START Supplied data
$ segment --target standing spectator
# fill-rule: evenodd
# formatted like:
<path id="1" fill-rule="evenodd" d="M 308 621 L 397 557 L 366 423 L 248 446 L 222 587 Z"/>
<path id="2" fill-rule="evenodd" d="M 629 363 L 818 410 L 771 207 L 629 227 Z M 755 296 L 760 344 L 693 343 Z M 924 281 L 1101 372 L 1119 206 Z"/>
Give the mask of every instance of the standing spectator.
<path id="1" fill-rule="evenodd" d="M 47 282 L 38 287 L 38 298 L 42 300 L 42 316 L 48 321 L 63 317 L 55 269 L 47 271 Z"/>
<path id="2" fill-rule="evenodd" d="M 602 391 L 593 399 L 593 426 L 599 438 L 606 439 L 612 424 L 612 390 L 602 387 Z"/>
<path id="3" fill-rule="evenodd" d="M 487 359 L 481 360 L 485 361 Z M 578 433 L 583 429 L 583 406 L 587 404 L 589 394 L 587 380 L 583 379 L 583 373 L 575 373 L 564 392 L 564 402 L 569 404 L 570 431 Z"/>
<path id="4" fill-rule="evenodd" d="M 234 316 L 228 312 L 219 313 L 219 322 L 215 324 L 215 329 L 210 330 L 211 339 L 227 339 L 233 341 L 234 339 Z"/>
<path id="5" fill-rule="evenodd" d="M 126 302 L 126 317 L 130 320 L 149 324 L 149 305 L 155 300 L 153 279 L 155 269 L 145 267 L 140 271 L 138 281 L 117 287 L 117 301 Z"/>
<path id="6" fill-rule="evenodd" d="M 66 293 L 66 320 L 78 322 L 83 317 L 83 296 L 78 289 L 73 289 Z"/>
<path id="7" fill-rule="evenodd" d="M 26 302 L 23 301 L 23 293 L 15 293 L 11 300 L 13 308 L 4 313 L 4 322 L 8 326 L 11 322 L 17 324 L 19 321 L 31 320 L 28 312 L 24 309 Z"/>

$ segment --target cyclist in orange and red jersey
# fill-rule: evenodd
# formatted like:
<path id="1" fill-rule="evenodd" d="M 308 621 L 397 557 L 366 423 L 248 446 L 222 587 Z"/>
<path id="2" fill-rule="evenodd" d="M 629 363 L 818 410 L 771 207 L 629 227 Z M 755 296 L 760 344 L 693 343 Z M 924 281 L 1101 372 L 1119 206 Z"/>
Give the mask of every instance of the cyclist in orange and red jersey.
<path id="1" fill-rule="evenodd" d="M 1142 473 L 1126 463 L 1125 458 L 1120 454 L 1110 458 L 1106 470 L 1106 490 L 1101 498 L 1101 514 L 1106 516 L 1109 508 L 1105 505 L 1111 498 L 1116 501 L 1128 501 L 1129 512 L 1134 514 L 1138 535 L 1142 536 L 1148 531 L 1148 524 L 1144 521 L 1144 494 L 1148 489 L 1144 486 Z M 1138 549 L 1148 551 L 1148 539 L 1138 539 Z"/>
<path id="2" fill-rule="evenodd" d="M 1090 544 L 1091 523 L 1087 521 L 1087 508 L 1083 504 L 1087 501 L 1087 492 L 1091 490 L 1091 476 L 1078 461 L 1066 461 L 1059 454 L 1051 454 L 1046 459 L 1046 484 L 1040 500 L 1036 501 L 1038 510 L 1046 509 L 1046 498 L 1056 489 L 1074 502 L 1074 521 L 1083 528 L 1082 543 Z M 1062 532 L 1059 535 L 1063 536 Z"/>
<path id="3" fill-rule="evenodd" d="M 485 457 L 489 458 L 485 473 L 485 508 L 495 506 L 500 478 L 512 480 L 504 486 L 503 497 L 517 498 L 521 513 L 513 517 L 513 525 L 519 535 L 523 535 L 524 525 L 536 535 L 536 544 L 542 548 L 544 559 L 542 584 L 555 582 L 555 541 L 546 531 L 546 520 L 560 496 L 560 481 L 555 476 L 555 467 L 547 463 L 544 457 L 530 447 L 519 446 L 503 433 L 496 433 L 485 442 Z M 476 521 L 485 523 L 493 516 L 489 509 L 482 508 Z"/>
END Supplied data
• **Set exercise**
Copy the lines from the one containing "--target cyclist in orange and red jersey" to the one containing "1090 544 L 1091", substituting "shirt" for "jersey" and keeping everything else the same.

• **Written solution**
$ segment --target cyclist in orange and red shirt
# fill-rule: evenodd
# formatted like:
<path id="1" fill-rule="evenodd" d="M 308 621 L 397 557 L 366 423 L 248 446 L 222 587 Z"/>
<path id="2" fill-rule="evenodd" d="M 629 363 L 818 410 L 771 207 L 629 227 Z M 755 296 L 760 344 L 693 343 Z M 924 281 L 1101 372 L 1119 206 Z"/>
Give the mask of every instance of the cyclist in orange and red shirt.
<path id="1" fill-rule="evenodd" d="M 1142 473 L 1126 463 L 1125 458 L 1120 454 L 1110 458 L 1106 470 L 1106 490 L 1101 498 L 1101 514 L 1106 516 L 1109 508 L 1105 505 L 1111 498 L 1116 501 L 1128 501 L 1129 512 L 1134 514 L 1138 535 L 1142 536 L 1148 531 L 1148 524 L 1144 521 L 1144 494 L 1148 489 L 1144 486 Z M 1138 549 L 1148 551 L 1148 539 L 1138 539 Z"/>
<path id="2" fill-rule="evenodd" d="M 1090 544 L 1091 523 L 1087 521 L 1087 508 L 1083 504 L 1087 501 L 1087 492 L 1091 490 L 1091 476 L 1078 461 L 1066 461 L 1059 454 L 1051 454 L 1046 459 L 1046 484 L 1040 500 L 1036 501 L 1038 510 L 1046 509 L 1046 498 L 1056 489 L 1074 502 L 1074 521 L 1083 528 L 1082 543 Z M 1062 532 L 1059 535 L 1063 536 Z"/>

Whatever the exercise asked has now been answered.